Image point annotation entries:

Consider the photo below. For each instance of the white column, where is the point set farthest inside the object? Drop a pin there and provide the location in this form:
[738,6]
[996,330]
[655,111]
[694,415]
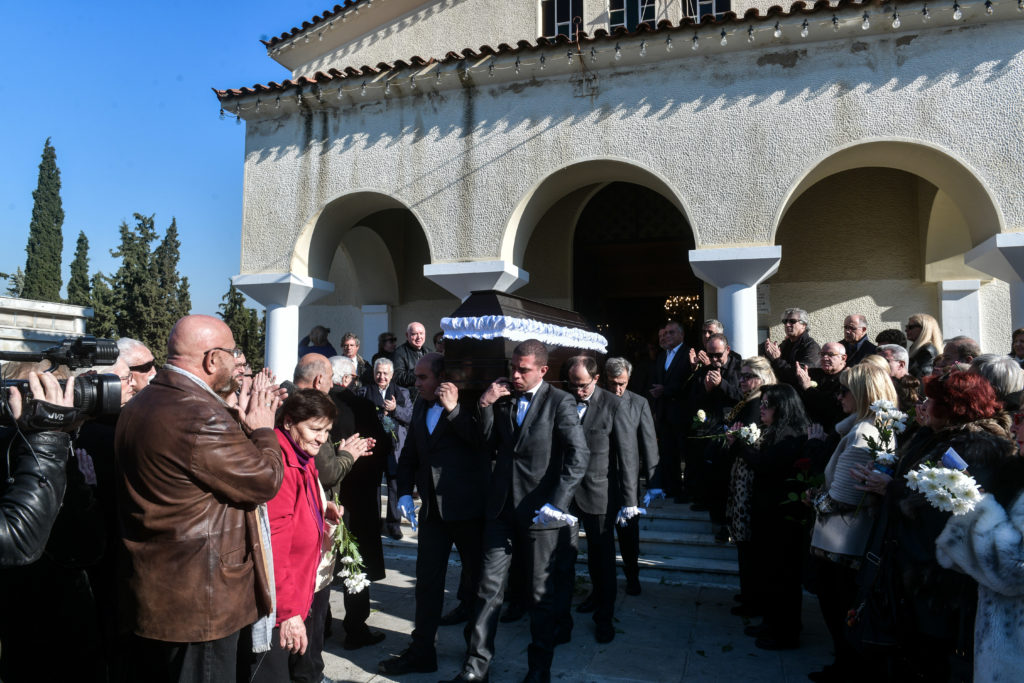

WRITTEN EXERCISE: Render the lines above as a JSON list of strings, with one string for each line, skipping blank lines and excluding the picture.

CORRECT ANSWER:
[
  "Consider the photo below. For each instance of the white column, where is the point set farthest inside the object? Drop a pin there and provide the location in this form:",
  "[738,6]",
  "[996,330]",
  "[655,111]",
  "[694,415]"
]